═══ INPUT ═══

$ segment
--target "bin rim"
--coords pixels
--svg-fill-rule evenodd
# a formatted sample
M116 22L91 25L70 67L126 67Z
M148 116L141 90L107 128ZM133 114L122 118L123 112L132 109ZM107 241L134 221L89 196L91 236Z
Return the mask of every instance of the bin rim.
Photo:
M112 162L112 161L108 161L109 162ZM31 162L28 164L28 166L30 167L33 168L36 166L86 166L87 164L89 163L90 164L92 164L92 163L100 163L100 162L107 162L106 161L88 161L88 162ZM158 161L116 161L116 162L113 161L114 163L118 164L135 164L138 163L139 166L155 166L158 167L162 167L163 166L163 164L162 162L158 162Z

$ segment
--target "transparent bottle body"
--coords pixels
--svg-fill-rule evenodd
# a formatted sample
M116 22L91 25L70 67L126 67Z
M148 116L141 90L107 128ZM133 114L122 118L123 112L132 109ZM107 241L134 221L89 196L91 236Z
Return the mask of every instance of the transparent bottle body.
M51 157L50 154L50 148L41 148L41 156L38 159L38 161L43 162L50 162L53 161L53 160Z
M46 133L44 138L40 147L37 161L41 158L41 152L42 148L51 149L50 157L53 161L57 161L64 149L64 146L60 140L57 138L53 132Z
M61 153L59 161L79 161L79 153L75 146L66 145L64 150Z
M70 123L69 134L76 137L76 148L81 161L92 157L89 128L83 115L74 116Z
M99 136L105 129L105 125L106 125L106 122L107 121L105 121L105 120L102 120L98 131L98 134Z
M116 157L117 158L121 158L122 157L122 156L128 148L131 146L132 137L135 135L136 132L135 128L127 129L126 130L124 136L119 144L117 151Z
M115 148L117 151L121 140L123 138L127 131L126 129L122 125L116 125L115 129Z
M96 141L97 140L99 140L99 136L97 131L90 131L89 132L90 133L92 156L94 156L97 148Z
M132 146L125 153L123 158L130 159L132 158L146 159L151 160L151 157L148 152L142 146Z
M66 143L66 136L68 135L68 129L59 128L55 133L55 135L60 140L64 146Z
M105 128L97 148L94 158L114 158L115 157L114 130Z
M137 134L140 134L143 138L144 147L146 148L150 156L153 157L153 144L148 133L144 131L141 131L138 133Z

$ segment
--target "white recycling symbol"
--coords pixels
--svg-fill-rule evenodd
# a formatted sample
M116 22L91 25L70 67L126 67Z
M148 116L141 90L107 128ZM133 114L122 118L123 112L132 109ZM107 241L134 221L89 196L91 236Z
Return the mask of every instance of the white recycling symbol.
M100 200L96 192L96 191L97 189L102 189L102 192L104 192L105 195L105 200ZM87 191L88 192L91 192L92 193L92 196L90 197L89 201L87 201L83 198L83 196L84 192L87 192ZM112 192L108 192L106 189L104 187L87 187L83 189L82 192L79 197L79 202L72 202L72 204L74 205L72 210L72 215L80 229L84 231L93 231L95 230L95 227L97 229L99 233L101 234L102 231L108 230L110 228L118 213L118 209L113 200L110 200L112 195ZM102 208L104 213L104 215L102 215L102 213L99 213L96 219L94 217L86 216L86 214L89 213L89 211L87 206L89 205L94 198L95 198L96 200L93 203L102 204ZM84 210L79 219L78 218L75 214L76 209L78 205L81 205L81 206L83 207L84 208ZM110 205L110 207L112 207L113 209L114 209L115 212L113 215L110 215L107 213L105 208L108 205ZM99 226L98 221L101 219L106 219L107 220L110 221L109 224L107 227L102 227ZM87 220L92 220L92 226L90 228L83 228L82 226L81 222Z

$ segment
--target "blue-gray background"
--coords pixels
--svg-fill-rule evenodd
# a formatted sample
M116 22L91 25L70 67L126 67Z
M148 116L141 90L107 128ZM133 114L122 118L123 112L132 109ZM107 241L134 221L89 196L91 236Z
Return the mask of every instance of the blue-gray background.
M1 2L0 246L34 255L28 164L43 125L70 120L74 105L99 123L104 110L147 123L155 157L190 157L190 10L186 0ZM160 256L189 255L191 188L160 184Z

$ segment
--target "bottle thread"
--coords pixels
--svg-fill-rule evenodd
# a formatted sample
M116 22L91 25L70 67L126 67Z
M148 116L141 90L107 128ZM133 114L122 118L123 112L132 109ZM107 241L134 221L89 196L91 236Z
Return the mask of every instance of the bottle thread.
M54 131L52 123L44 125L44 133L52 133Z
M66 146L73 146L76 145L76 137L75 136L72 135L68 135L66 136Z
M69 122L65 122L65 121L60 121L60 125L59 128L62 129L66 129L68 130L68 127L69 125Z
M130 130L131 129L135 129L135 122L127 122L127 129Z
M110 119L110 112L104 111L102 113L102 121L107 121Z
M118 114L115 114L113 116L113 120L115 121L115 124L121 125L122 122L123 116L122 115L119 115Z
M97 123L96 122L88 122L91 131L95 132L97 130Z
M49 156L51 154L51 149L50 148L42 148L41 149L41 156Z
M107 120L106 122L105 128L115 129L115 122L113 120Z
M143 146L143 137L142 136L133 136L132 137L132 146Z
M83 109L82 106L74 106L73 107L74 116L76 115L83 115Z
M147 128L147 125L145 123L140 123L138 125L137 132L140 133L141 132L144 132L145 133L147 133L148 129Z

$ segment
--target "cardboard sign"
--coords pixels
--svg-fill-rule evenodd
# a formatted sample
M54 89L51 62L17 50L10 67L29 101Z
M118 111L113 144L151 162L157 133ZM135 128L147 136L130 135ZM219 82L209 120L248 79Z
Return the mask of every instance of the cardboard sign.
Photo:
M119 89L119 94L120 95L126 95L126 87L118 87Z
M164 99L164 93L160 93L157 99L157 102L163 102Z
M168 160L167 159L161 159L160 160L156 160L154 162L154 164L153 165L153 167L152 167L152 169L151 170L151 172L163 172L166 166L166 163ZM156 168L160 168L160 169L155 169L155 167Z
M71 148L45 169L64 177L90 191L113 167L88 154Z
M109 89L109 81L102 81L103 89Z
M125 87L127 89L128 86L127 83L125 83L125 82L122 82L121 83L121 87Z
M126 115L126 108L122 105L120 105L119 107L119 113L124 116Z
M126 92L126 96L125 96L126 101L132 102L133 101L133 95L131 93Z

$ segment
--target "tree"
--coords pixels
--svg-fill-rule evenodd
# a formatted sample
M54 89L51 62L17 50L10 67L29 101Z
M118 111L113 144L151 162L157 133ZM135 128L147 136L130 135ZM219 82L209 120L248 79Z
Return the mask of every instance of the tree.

═══

» SET EXERCISE
Find each line in the listing above that contains the string "blue", matching case exactly, and copy every such line.

» EXERCISE OUTPUT
--target "blue-gray background"
Return the mask of every instance of the blue-gray background.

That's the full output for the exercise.